> **Task item**: Nothing in the records that follow should differ once you have copied them out.

··· Records for this task ···

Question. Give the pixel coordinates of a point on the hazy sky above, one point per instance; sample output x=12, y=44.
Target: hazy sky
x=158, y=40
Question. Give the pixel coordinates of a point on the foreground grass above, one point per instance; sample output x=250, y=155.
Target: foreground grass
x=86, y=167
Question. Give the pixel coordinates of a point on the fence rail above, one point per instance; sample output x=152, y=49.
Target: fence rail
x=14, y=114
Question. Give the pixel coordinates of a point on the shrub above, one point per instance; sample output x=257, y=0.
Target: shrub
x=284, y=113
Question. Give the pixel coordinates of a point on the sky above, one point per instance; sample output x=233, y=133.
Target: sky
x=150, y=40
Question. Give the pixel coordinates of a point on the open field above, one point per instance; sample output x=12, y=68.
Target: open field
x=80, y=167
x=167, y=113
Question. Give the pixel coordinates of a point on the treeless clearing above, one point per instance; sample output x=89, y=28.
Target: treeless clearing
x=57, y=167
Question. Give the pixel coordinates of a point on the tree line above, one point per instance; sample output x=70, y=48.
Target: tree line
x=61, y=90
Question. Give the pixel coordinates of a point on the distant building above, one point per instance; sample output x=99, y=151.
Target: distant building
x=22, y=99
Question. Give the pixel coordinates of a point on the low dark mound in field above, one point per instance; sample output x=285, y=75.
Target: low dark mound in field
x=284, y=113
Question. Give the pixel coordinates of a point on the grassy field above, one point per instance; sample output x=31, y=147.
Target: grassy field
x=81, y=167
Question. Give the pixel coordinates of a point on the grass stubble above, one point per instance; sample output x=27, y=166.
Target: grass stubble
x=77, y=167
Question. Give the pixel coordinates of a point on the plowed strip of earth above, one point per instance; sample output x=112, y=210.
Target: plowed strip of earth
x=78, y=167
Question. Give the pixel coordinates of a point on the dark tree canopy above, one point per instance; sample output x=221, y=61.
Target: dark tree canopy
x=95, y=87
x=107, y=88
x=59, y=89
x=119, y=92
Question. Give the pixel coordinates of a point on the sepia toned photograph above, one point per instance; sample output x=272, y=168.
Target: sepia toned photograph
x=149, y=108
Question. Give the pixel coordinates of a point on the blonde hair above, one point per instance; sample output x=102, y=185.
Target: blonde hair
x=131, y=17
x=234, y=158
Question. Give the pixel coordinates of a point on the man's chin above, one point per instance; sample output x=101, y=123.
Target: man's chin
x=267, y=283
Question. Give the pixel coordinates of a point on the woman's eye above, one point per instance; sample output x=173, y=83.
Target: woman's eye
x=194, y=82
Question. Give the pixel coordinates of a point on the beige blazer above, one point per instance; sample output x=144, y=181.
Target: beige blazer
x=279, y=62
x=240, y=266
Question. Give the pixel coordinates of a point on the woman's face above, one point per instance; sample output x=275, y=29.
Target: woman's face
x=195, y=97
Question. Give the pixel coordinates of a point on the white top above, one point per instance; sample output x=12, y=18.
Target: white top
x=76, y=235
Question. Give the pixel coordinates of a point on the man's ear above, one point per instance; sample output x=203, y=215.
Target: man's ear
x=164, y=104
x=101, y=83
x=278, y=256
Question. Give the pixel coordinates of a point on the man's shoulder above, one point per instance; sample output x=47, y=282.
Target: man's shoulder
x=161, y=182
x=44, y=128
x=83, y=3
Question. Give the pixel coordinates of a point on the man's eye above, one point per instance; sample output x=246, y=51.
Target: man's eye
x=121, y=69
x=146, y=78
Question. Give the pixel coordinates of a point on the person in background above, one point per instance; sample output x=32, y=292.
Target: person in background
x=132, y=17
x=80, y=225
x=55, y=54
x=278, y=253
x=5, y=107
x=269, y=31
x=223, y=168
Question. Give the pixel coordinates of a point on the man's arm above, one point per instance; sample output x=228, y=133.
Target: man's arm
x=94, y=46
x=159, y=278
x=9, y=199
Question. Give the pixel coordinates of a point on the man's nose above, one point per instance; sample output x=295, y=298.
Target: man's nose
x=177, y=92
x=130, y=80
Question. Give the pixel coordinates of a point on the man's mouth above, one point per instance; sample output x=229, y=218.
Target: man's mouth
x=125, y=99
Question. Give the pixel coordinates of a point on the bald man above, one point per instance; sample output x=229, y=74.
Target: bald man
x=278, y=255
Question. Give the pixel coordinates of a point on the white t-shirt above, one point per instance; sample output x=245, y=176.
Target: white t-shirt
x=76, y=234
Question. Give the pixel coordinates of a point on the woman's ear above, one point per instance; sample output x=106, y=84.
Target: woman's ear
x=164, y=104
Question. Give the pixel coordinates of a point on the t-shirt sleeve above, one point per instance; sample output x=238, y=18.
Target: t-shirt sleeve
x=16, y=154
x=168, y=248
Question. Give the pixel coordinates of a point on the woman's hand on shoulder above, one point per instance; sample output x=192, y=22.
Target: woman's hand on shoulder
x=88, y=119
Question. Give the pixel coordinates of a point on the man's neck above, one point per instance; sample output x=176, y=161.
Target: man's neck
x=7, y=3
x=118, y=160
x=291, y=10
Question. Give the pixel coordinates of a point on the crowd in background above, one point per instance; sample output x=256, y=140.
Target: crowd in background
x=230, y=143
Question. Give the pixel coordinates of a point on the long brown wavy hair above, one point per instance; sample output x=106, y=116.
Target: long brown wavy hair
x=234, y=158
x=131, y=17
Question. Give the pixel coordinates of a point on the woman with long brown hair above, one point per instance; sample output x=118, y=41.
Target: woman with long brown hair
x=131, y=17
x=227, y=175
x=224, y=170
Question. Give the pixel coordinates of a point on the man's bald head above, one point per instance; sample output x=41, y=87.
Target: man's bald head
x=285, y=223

···

> **Answer space**:
Question. Give the pixel coordinates of a point on the hazy sky above, one point per instance; sample output x=12, y=44.
Target: hazy sky
x=158, y=40
Question. Give the pixel coordinates of a point on the foreground grass above, one point per instance; sample output x=250, y=155.
Target: foreground grass
x=86, y=167
Question. Give the pixel coordinates of a point on the fence rail above, one point per instance; sample output x=152, y=49.
Target: fence rail
x=14, y=114
Question. Give the pixel coordinates of a point on the shrub above, one point per instance; sample output x=257, y=0.
Target: shrub
x=284, y=113
Question. Give the pixel coordinates of a point on the sky above, one point per instance; sample output x=233, y=133.
Target: sky
x=150, y=40
Question. Give the pixel coordinates of a point on the open field above, one point per instance; sample output x=12, y=68.
Target: open field
x=80, y=167
x=167, y=113
Question. Give the pixel coordinates of a point on the treeless clearing above, one point per instance; sample output x=89, y=28.
Target: treeless clearing
x=57, y=167
Question. Give the pixel coordinates of a point on the tree line above, one point per instance; sample output x=70, y=48.
Target: tree line
x=61, y=90
Question. Give the pixel coordinates of a point on the distant building above, one point per instance; sample output x=99, y=151.
Target: distant building
x=22, y=99
Question. Give the pixel coordinates of a point on the low dark mound in field above, one point per instance; sample output x=285, y=75.
Target: low dark mound in field
x=284, y=113
Question. Give the pixel coordinates of a point on the grassy field above, one point per instance; sample output x=31, y=147.
Target: grassy field
x=81, y=167
Question. Give the pixel coordinates of a point on the grass stubble above, one point per instance; sample output x=27, y=166.
Target: grass stubble
x=77, y=167
Question. Give the pixel coordinates of a point on the plowed strip of earth above, one point per instance; sample output x=112, y=210.
Target: plowed strip of earth
x=78, y=167
Question. Give the pixel coordinates of a point on the dark tree canopy above, one point per instance; sample output x=221, y=61.
Target: dark tree canopy
x=95, y=87
x=107, y=88
x=59, y=89
x=119, y=92
Question. Give the pixel coordinates of a point on the sepia toned photograph above, one point per instance; sample output x=272, y=168.
Target: sepia toned photograph
x=149, y=108
Question. Give the pixel coordinates of a point on the blonde hair above, one point per instance; sample output x=102, y=185.
Target: blonde hair
x=131, y=17
x=234, y=158
Question. Give the pixel coordinates of a point on the man's chin above, one point per instance; sample output x=101, y=123.
Target: man's chin
x=267, y=283
Question. Give the pixel coordinates of a point on the woman's eye above, one point per instance; sample output x=173, y=83.
Target: woman's eye
x=194, y=82
Question. Give the pixel coordinates of a point on the beige blazer above, one point per instance; sample output x=144, y=181.
Target: beige blazer
x=279, y=62
x=240, y=266
Question. Give the pixel coordinates of a point on the woman's face above, one point per instance; sample output x=275, y=29.
Target: woman's face
x=195, y=97
Question. Give the pixel coordinates of a point on the white top above, one point per instance; sample output x=12, y=18.
Target: white top
x=76, y=235
Question. Give the pixel coordinates of a point on the man's ear above, one point per instance; sample output x=203, y=215.
Target: man's ear
x=164, y=104
x=101, y=83
x=278, y=256
Question. Give the pixel coordinates of a point on the man's shoulder above, one point per instance; sample output x=47, y=282.
Target: man's shoulder
x=161, y=182
x=44, y=128
x=83, y=3
Question. Give the pixel coordinates of a point on the man's eye above, one point per instance; sample output x=246, y=51.
Target: man's eye
x=121, y=69
x=146, y=78
Question. Give the pixel coordinates of a point on the person in background above, one point per instance; sample output x=32, y=292.
Target: person in background
x=132, y=17
x=80, y=225
x=55, y=54
x=278, y=253
x=5, y=107
x=269, y=31
x=223, y=168
Question. Give the pixel coordinates of a point on the man's arm above, one point per instance; sample output x=228, y=133.
Target: man's arm
x=94, y=46
x=159, y=278
x=9, y=199
Question. Give the pixel coordinates of a point on the man's nose above, one point per instance; sample output x=295, y=298.
Target: man's nose
x=177, y=92
x=130, y=80
Question. Give the pixel coordinates of a point on the man's mouth above, one point per instance; sample output x=229, y=218.
Target: man's mouth
x=125, y=99
Question. Give the pixel coordinates of a point on the bald man above, one point per instance; sample output x=229, y=74.
Target: bald man
x=278, y=255
Question. Give the pixel coordinates of a point on the white t-shirt above, one point per instance; sample output x=245, y=176.
Target: white t-shirt
x=76, y=234
Question. Give the pixel coordinates of a point on the woman's ear above, one point per instance; sample output x=106, y=84.
Target: woman's ear
x=164, y=104
Question. Give the pixel coordinates of a point on the t-shirt sleeve above, one point per instance; sample output x=238, y=18.
Target: t-shirt sleeve
x=16, y=154
x=168, y=248
Question. Give the pixel coordinates of a point on the woman's hand on shoulder above, one point per instance; sample output x=192, y=22.
Target: woman's hand on shoulder
x=88, y=119
Question. Give the pixel coordinates of a point on the man's neck above, one point per instance; sample output x=176, y=161.
Target: man's neck
x=7, y=3
x=118, y=160
x=291, y=10
Question. Give the pixel coordinates of a point on the crowd in background above, one point per instance; sample output x=256, y=140.
Target: crowd in background
x=230, y=143
Question. Give the pixel coordinates of a point on the long brown wavy hair above, one point per instance; sample output x=106, y=116.
Target: long brown wavy hair
x=234, y=158
x=131, y=17
Question. Give the pixel coordinates of a point on the woman with long brown hair above, one point per instance; sample output x=118, y=41.
Target: woman with long brown hair
x=131, y=17
x=227, y=175
x=224, y=170
Question. Give the pixel coordinates of a point on the man's bald head above, one point per instance; sample output x=41, y=87.
Target: man's bald head
x=285, y=223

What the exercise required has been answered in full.